━━━━━ Information supplied ━━━━━

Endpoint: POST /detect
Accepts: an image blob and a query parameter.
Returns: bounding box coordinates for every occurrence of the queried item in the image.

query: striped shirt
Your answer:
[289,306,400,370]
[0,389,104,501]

━━━━━

- Exercise requirements: Revise the rows above by putting "plaid shirt" wherever "striped shirt" appears, and keep everything else the same.

- Correct answer:
Endpoint: POST /detect
Accepts: an image blob and a query parameter.
Returns: bounding box coordinates for every occurrence of the queried item in the image.

query: plaid shirt
Your answer:
[289,306,400,370]
[0,389,104,501]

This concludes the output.